┌─ Input data

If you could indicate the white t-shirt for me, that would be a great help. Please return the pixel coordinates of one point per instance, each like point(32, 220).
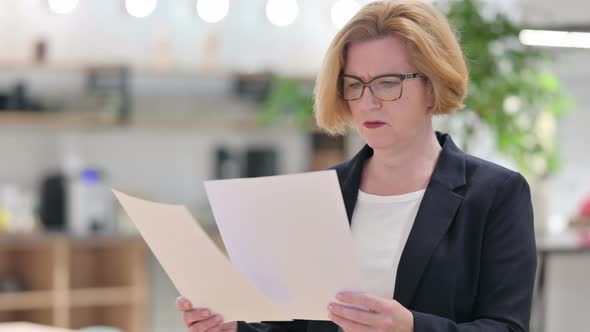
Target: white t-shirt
point(380, 228)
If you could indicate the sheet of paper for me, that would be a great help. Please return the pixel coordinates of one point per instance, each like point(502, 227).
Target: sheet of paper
point(198, 269)
point(28, 327)
point(289, 235)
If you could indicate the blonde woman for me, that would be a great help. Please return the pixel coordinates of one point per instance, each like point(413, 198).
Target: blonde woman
point(446, 238)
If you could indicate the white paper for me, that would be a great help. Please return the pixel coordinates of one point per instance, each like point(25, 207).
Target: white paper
point(289, 235)
point(195, 265)
point(28, 327)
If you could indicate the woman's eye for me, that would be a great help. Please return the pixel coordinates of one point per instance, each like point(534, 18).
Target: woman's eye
point(388, 84)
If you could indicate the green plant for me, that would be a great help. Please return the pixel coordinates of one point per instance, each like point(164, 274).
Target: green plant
point(510, 91)
point(291, 98)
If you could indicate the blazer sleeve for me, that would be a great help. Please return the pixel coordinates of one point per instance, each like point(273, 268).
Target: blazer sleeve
point(508, 266)
point(291, 326)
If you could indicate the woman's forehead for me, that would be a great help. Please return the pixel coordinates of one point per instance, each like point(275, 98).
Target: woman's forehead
point(368, 59)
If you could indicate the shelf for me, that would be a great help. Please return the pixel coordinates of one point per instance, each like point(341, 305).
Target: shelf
point(57, 119)
point(75, 281)
point(26, 300)
point(90, 297)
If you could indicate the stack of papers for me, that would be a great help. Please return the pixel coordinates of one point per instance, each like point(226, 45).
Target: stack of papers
point(287, 236)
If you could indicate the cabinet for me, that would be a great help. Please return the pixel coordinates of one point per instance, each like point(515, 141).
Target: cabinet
point(74, 282)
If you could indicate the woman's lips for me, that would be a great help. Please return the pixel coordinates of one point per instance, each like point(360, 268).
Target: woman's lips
point(373, 124)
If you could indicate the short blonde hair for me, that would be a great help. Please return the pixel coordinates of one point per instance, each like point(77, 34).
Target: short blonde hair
point(432, 47)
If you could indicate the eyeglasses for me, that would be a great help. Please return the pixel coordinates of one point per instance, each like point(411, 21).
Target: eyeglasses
point(388, 87)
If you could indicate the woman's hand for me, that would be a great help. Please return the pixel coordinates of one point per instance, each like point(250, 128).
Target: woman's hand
point(202, 319)
point(384, 315)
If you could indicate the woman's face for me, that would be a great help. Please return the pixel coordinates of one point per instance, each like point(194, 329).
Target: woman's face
point(382, 123)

└─

#### Task instructions
Repeat every record above exactly, except the pictures.

#### Your solution
If you could indicate the white t-shirt for me, that would be a great help. Please return the pixel coordinates of one point per instance, each like point(32, 220).
Target: white t-shirt
point(380, 228)
If you could indicate the sheet of paper for me, that would be a great help. Please return the pixel coordinates of one point per instance, each like point(502, 227).
Target: sheet of paper
point(198, 269)
point(28, 327)
point(289, 235)
If you could indicate the blonde woman for me, that would be a great help. Please return the pixel coordinates of one point per instance, each like point(413, 198).
Target: blonde woman
point(446, 238)
If you could indicate the white paper for me, that would be a great help. Please return the pixel coordinates of one point per instance, each like point(25, 207).
Target: white paper
point(289, 235)
point(195, 265)
point(28, 327)
If you could indicate the woman's eye for me, that would be a great help. Please return the pixel coordinates of one point per instance, each like point(534, 18).
Target: woman's eye
point(388, 84)
If you could indicate the green plant for me, that would be a great help. Please return the pixel coordinates of one point per instance, each like point(164, 274).
Target: green plant
point(510, 91)
point(291, 98)
If you could indicate the blazer sleeve for me, that would be a great help. Please return the pixel coordinates of one point per instance, each like point(273, 268).
Target: blazer sleeve
point(508, 266)
point(291, 326)
If you could indicate the woman's forehead for me, that would be a great help. Please return the pixel coordinates of one point per instance, each like point(275, 98).
Target: woman's forehead
point(368, 59)
If you could indicate the shelf for me, that would be a great help. Please return the pixel coordinates of one point per instance, each like point(341, 305).
Target: shelf
point(57, 119)
point(75, 281)
point(26, 300)
point(90, 297)
If you could indicate the stack of papers for me, that would be a great help. Please return the pixel coordinates of one point per instance, each like point(226, 45).
Target: stack of papers
point(287, 236)
If you could indicate the cabinet for me, that would be a great help. Please return the pixel coordinates of one point per instance, each like point(515, 141).
Target: cabinet
point(74, 282)
If you could indicate the woman's lips for me, that would be a great help. Please return the pixel coordinates of one point per instance, each like point(360, 268).
Target: woman's lips
point(373, 124)
If you could indicate the short blonde hair for me, that would be a great help. Please return the pixel coordinates of one point per instance, each like point(77, 34).
Target: short blonde hair
point(432, 47)
If you could indicate the eyeglasses for me, that would be a great help. Please return the pixel coordinates of one point per instance, each like point(411, 21).
Target: eyeglasses
point(388, 87)
If you could indicate the woman's hand for me, that would be a great help. Please return the pixel coordinates of one point per instance, each like point(250, 128).
Target: woman's hand
point(202, 319)
point(384, 315)
If you could indicate the woman's face for me, that would be a great help. Please return the pixel coordinates of one point per instance, each like point(194, 329).
Target: woman's face
point(382, 123)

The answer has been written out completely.